▶ Exercise brief
Find and copy each line of the records where the string "power" shows up.

(Stored dataset items)
____

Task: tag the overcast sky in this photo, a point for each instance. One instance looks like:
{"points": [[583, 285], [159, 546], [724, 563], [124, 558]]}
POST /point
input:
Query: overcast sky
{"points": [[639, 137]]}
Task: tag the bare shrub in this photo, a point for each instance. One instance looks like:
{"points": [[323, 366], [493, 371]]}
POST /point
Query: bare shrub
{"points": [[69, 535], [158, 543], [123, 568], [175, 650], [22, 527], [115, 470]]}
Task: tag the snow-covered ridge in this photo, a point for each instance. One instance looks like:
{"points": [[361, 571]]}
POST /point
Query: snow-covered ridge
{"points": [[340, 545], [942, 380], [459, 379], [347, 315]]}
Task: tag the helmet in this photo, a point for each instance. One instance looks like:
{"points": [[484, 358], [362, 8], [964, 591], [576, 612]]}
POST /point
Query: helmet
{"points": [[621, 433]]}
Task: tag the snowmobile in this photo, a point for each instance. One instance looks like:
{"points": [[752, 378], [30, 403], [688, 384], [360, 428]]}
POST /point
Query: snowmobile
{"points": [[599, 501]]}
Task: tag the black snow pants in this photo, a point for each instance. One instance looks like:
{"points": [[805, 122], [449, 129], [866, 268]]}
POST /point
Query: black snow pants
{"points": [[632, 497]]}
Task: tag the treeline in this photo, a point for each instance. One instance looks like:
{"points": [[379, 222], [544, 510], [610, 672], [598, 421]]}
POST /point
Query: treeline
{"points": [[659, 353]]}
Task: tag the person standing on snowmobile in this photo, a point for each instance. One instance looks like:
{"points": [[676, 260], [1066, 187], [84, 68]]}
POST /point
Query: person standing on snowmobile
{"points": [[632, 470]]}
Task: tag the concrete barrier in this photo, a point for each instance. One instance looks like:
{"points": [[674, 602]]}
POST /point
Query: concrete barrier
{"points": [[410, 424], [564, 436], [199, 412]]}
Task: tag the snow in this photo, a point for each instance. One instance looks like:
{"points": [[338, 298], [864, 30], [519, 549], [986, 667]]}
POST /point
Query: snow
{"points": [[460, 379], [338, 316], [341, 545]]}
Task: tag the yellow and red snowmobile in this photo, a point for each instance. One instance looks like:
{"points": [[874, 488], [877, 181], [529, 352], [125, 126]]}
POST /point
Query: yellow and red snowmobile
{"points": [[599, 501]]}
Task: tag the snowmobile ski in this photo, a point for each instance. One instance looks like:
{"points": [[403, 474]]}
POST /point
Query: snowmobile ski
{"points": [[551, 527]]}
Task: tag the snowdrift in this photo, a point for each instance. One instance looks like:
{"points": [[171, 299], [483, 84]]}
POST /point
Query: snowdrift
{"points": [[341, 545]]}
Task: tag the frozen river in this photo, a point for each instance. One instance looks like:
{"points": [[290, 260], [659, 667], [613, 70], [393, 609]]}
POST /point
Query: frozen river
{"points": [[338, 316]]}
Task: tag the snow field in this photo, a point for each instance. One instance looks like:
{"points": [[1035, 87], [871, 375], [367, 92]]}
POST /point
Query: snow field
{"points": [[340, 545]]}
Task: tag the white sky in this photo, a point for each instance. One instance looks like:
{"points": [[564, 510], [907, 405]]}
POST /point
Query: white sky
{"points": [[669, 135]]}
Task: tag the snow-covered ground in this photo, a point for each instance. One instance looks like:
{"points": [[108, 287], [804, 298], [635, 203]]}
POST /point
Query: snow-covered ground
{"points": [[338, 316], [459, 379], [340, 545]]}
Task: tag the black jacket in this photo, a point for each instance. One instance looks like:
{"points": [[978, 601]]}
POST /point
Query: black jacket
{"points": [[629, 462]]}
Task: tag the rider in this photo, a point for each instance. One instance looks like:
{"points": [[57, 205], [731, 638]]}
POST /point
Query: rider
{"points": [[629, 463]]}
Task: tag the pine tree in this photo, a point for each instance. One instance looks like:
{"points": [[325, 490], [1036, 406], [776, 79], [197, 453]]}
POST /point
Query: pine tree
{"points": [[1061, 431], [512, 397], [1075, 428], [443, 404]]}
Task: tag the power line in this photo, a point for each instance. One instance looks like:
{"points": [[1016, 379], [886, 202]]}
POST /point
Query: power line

____

▶ Your solution
Task: tag the power line in this photo, a point for each instance. One instance looks like:
Query: power line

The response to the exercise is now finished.